- What you need to do
Your task is to transcribe all the entries exactly, excluding pictures.

- Data rows
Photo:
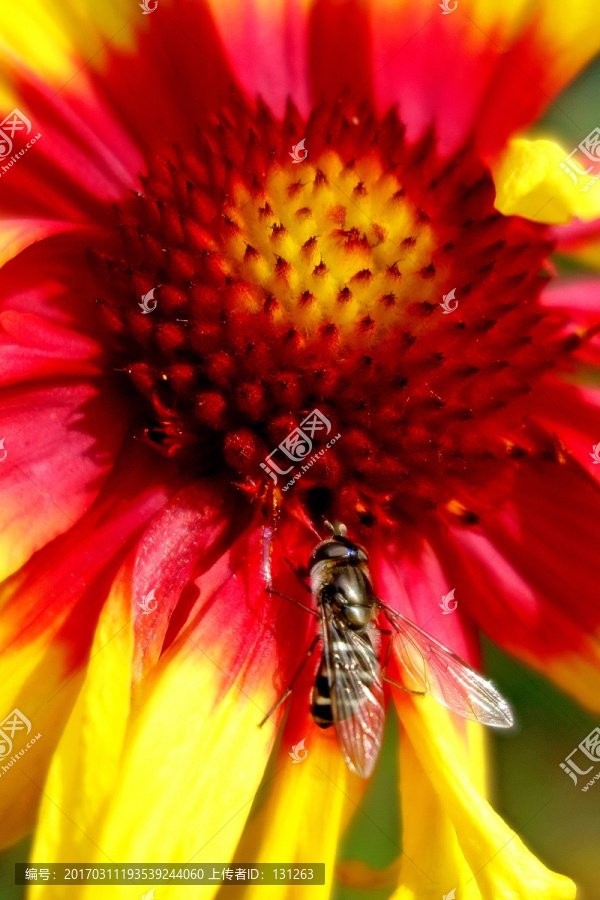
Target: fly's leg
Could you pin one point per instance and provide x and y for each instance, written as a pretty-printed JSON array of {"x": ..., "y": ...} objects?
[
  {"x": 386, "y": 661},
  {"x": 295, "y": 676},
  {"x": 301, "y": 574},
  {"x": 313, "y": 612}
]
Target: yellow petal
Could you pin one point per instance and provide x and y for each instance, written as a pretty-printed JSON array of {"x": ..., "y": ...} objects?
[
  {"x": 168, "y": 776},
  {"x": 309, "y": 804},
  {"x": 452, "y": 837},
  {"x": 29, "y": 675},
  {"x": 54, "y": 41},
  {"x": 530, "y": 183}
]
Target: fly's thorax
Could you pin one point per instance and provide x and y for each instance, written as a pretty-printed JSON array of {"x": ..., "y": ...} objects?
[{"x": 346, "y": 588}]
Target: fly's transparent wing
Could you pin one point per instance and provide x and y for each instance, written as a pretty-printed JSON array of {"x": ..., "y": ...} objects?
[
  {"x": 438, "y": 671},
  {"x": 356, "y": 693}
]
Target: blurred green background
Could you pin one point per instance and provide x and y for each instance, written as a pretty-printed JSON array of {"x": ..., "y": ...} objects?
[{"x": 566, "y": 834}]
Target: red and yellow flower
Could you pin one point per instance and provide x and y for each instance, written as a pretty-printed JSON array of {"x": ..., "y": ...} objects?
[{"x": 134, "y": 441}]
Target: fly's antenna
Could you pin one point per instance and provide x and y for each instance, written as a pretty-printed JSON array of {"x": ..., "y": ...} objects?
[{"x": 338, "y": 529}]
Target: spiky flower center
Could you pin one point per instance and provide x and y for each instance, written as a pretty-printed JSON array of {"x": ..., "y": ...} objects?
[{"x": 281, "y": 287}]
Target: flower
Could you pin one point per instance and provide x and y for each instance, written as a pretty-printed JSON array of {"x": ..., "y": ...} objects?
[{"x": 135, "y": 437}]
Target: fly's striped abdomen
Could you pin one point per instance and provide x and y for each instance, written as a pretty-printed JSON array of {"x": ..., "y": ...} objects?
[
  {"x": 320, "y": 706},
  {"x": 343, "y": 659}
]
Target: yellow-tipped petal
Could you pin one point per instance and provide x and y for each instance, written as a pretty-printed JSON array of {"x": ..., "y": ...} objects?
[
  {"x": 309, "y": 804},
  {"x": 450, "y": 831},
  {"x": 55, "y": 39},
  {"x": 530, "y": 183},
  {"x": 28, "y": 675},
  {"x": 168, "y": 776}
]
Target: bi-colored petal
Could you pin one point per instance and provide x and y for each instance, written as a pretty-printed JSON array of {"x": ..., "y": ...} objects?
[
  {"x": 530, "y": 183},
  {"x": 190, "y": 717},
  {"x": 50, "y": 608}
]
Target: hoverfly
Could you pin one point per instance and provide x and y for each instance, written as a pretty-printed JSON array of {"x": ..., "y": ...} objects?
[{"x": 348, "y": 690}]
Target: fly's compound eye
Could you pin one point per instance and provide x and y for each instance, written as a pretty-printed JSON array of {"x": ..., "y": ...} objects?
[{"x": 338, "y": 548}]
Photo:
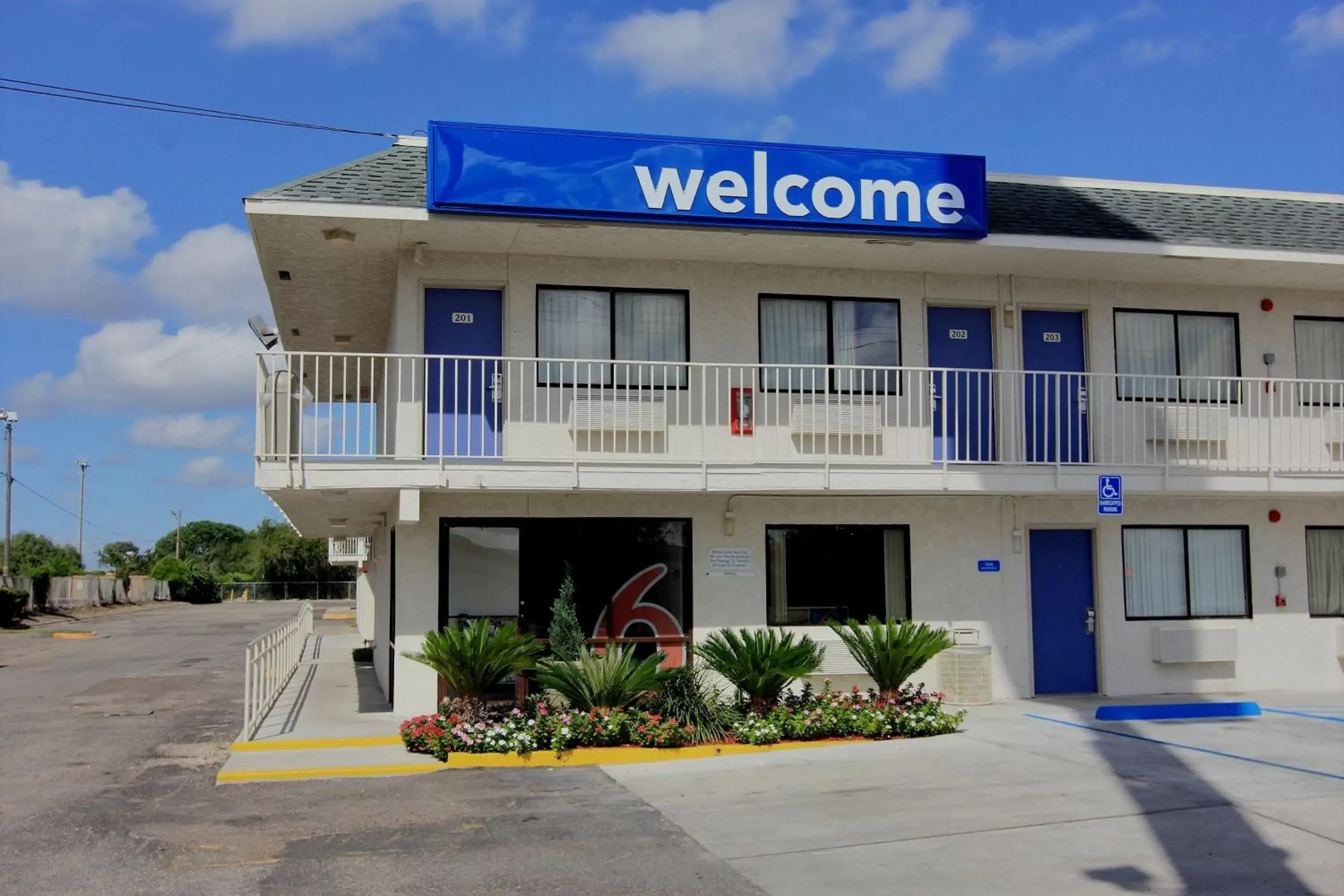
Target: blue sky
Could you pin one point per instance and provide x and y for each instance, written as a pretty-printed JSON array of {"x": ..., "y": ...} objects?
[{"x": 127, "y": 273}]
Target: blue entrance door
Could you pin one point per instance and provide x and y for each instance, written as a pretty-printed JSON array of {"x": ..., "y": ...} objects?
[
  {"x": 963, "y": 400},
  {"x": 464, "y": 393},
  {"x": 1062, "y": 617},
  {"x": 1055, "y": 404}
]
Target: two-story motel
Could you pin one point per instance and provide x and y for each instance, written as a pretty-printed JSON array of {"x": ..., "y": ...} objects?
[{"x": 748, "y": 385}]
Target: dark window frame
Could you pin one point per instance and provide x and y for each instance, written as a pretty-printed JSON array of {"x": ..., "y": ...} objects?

- Written response
Photo:
Target: fly's leg
Could you pin one point per instance and provide x and y for each instance, written as a pretty-printed JSON array of {"x": ..., "y": ...} objects?
[
  {"x": 386, "y": 661},
  {"x": 295, "y": 676},
  {"x": 301, "y": 574},
  {"x": 313, "y": 612}
]
Target: yellow petal
Could you pin one point per instance and provide x and y for each instance, written as a pretty-printed JSON array of {"x": ..., "y": ...} objects?
[
  {"x": 168, "y": 776},
  {"x": 309, "y": 804},
  {"x": 452, "y": 837},
  {"x": 29, "y": 675},
  {"x": 54, "y": 41},
  {"x": 530, "y": 183}
]
Target: fly's thorax
Could you pin one point per instance and provide x and y for each instance, written as a pretty-printed JSON array of {"x": ..., "y": ...} objects?
[{"x": 346, "y": 588}]
Target: fly's transparent wing
Could you pin one point per instance and provide x and y for each instance, written as a pretty-printed JSON array of {"x": ..., "y": ...} objects?
[
  {"x": 438, "y": 671},
  {"x": 356, "y": 693}
]
Target: blurred green background
Could you pin one point per instance and provide x and y for each instance, written as a pretty-printed JSON array of {"x": ..., "y": ...} objects?
[{"x": 566, "y": 834}]
Target: red and yellow flower
Could you pin one point per instance and provide x and y for each instance, written as a pretty-printed JSON array of {"x": ..., "y": ...} objects?
[{"x": 134, "y": 441}]
Target: fly's antenna
Could you pin one point per instance and provide x and y for each instance, written as a pretty-printed JSON array of {"x": ..., "y": ...} objects?
[{"x": 338, "y": 529}]
Target: spiky flower center
Could you pin one point per instance and provide x and y for each instance, written as a pretty-printed JSON array of {"x": ..., "y": ...} objects?
[{"x": 281, "y": 287}]
Target: flower
Could you pin one point per instance and provide x and y for each instance, written as a pretty-printed JSON array of {"x": ..., "y": ...} objects?
[{"x": 135, "y": 437}]
Target: fly's striped abdomen
Could you pin one point per instance and provide x and y for each instance, written as a pretty-printed JSON array of {"x": ..., "y": ...} objects?
[
  {"x": 320, "y": 706},
  {"x": 343, "y": 659}
]
Target: yellow-tipped petal
Could you pin one point per instance and provide x and y for each instance, written as a pretty-printed JSON array of {"x": ..., "y": ...} objects?
[
  {"x": 309, "y": 804},
  {"x": 450, "y": 831},
  {"x": 55, "y": 39},
  {"x": 530, "y": 183},
  {"x": 28, "y": 675},
  {"x": 168, "y": 776}
]
Target: bi-colored petal
Could you pin one point per instance and provide x and y for each instance, written as a pretty-printed JSON array of {"x": ..., "y": ...} objects?
[
  {"x": 530, "y": 183},
  {"x": 190, "y": 717},
  {"x": 50, "y": 608}
]
Target: hoverfly
Could you pin one point per instance and provide x and y for each instance, written as a pretty-printed JSON array of {"x": ..., "y": ...} objects?
[{"x": 348, "y": 690}]
Target: fly's compound eye
Could you pin one point per instance and provide x and y for each instance, written as a pretty-printed JSON array of {"x": ..., "y": ...} objects?
[{"x": 338, "y": 548}]
Photo:
Target: blue sky
Could you pin one point per instance and provide x and y for each instance, written as a pretty-printed JSON array of {"x": ..., "y": ...} objects?
[{"x": 127, "y": 273}]
Target: blue entrance door
Could you pin one point per instance and provide x and y for each instance, written as a pretty-printed JSON array of {"x": ..., "y": ...} objects?
[
  {"x": 963, "y": 400},
  {"x": 464, "y": 393},
  {"x": 1062, "y": 617},
  {"x": 1055, "y": 404}
]
Target: two-story motel
Could you pin one point per instance and provide x and y for each instance, written as a pretty-printed JSON array of {"x": ..., "y": ...} objects?
[{"x": 748, "y": 385}]
Target: dark window frame
Could you pin one point per instance and provide x and y for each instance, written as a pretty-printed JSON array of {"x": ..., "y": ...} objects?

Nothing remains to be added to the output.